(Beginning of Data to use)

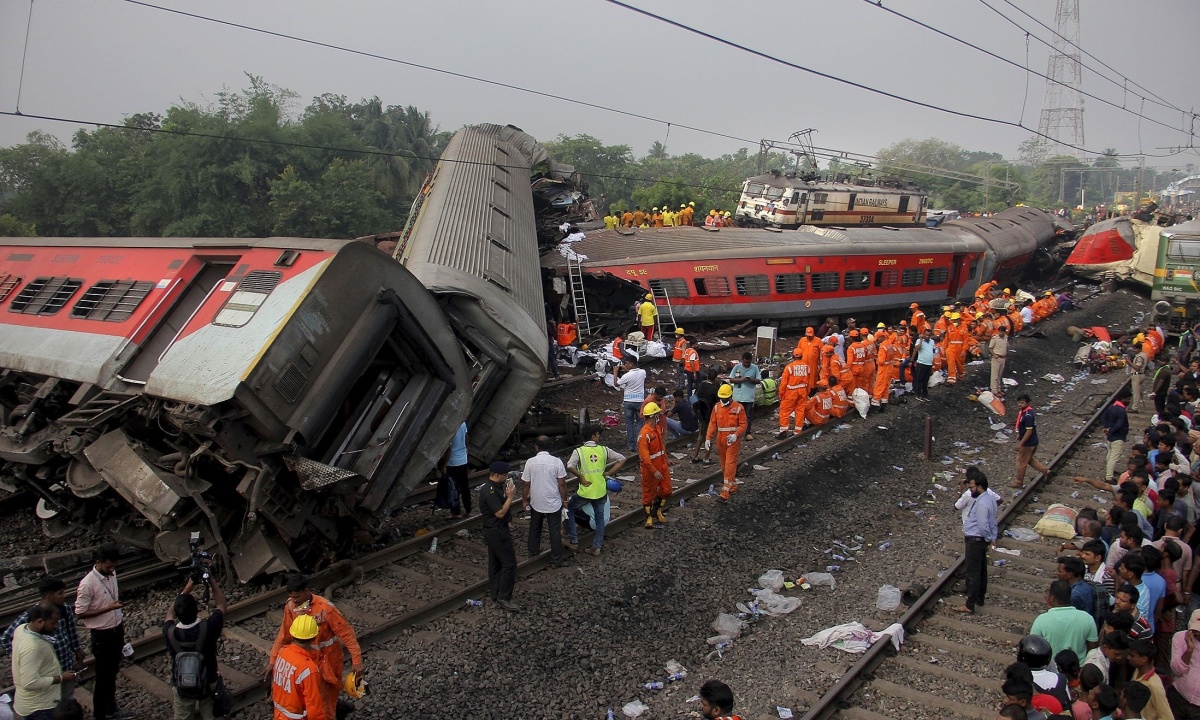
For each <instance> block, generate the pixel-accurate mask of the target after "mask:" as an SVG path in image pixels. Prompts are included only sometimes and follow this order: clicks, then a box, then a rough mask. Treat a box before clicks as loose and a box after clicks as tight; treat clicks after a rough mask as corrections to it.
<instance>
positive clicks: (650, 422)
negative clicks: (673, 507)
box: [637, 402, 672, 529]
mask: <svg viewBox="0 0 1200 720" xmlns="http://www.w3.org/2000/svg"><path fill="white" fill-rule="evenodd" d="M661 414H662V408H660V407H659V406H658V403H654V402H650V403H647V404H644V406H642V419H643V420H644V422H643V425H642V431H641V432H640V433H638V434H637V456H638V457H640V458H641V461H642V510H644V511H646V528H647V529H652V528H654V527H655V526H662V524H665V523H666V522H667V518H666V516H665V515H662V504H664V503H666V502H667V499H670V498H671V492H672V491H671V466H670V464H668V462H667V443H666V437H665V436H664V434H662V431H661V430H660V426H661V424H660V422H659V415H661Z"/></svg>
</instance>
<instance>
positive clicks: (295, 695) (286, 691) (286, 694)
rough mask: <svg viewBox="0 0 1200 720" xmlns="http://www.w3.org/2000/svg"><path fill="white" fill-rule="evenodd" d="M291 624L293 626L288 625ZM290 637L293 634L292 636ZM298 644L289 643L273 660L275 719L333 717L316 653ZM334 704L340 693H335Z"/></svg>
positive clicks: (272, 698)
mask: <svg viewBox="0 0 1200 720" xmlns="http://www.w3.org/2000/svg"><path fill="white" fill-rule="evenodd" d="M289 626H290V625H289ZM289 637H290V636H289ZM316 654H317V652H316V650H314V652H312V653H310V652H308V650H306V649H304V648H301V647H300V646H298V644H292V643H288V644H287V646H286V647H283V648H282V649H281V650H280V652H278V654H277V655H276V656H275V660H274V662H271V667H272V668H274V670H272V674H271V701H272V702H274V703H275V713H274V715H272V719H274V720H296V719H298V718H304V719H305V720H334V715H331V714H329V712H326V704H328V703H326V702H325V701H324V698H323V695H324V691H323V689H322V684H323V683H322V682H320V668H319V667H318V664H317V661H316V660H314V658H313V655H316ZM334 700H335V704H336V700H337V696H336V695H335V696H334Z"/></svg>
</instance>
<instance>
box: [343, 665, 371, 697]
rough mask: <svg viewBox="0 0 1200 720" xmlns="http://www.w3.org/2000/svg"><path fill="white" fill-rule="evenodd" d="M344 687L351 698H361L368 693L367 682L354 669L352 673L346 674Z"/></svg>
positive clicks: (344, 682) (351, 671) (344, 680)
mask: <svg viewBox="0 0 1200 720" xmlns="http://www.w3.org/2000/svg"><path fill="white" fill-rule="evenodd" d="M342 689H343V690H346V694H347V695H348V696H349V697H350V700H359V698H360V697H362V696H364V695H366V694H367V682H366V680H364V679H362V678H360V677H359V676H358V673H356V672H354V671H353V670H352V671H350V673H349V674H348V676H346V680H344V682H343V683H342Z"/></svg>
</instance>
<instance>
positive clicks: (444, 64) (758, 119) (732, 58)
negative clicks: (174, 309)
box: [0, 0, 1200, 167]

(End of Data to use)

> **What this task involves**: Everything in the data except the pictures must appear in your answer unchanged.

> **Answer to this problem**:
For each <instance> block, generate the pixel-accurate mask of the target after "mask:" as an SVG path in image pixels. Prompts are included only sometimes and follow this order: clicks, then a box, then a rough mask. Treat a box before clicks as loose and a box after clicks as tight; treat clicks after a rough mask as corrections to it.
<instance>
positive clicks: (650, 422)
negative clicks: (673, 507)
box: [637, 402, 672, 529]
mask: <svg viewBox="0 0 1200 720" xmlns="http://www.w3.org/2000/svg"><path fill="white" fill-rule="evenodd" d="M661 414H662V408H660V407H659V406H658V403H654V402H650V403H647V404H644V406H642V419H643V420H644V422H643V425H642V431H641V432H640V433H638V434H637V456H638V457H640V458H641V461H642V510H644V511H646V528H647V529H652V528H654V527H655V526H662V524H665V523H666V522H667V518H666V516H665V515H662V504H664V503H666V502H667V499H670V498H671V492H672V491H671V466H670V464H668V462H667V443H666V437H665V436H664V434H662V431H661V430H660V426H661V424H660V422H659V415H661Z"/></svg>
</instance>
<instance>
positive clicks: (295, 695) (286, 691) (286, 694)
rough mask: <svg viewBox="0 0 1200 720" xmlns="http://www.w3.org/2000/svg"><path fill="white" fill-rule="evenodd" d="M291 624L293 626L288 625ZM290 637L293 634L292 636ZM298 644L289 643L273 660L275 719L333 717L316 653ZM334 704L340 693H335Z"/></svg>
positive clicks: (272, 698)
mask: <svg viewBox="0 0 1200 720" xmlns="http://www.w3.org/2000/svg"><path fill="white" fill-rule="evenodd" d="M289 626H290V625H289ZM289 637H290V636H289ZM316 654H317V652H316V650H314V652H312V653H310V652H308V650H306V649H304V648H301V647H300V646H298V644H292V643H288V644H287V646H286V647H283V648H282V649H281V650H280V652H278V654H277V655H276V656H275V660H274V662H271V667H272V668H274V670H272V674H271V701H272V702H274V703H275V713H274V715H272V719H274V720H296V719H298V718H304V719H305V720H334V715H331V714H329V712H326V704H328V703H326V702H325V701H324V698H323V695H324V691H323V689H322V684H323V683H322V682H320V668H319V667H318V664H317V661H316V660H314V658H313V655H316ZM334 700H335V704H336V700H337V696H336V695H335V696H334Z"/></svg>
</instance>
<instance>
box: [343, 665, 371, 697]
rough mask: <svg viewBox="0 0 1200 720" xmlns="http://www.w3.org/2000/svg"><path fill="white" fill-rule="evenodd" d="M344 687L351 698H361L368 693L367 682L354 669L352 673L346 674Z"/></svg>
positive clicks: (344, 682) (351, 671) (344, 680)
mask: <svg viewBox="0 0 1200 720" xmlns="http://www.w3.org/2000/svg"><path fill="white" fill-rule="evenodd" d="M342 689H343V690H346V694H347V695H348V696H349V697H350V700H359V698H360V697H362V696H364V695H366V694H367V682H366V680H364V679H362V678H360V677H359V676H358V673H356V672H354V671H353V670H352V671H350V673H349V674H348V676H346V680H344V682H343V683H342Z"/></svg>
</instance>
<instance>
positive clicks: (444, 64) (758, 119) (732, 58)
negative clicks: (174, 309)
box: [0, 0, 1200, 167]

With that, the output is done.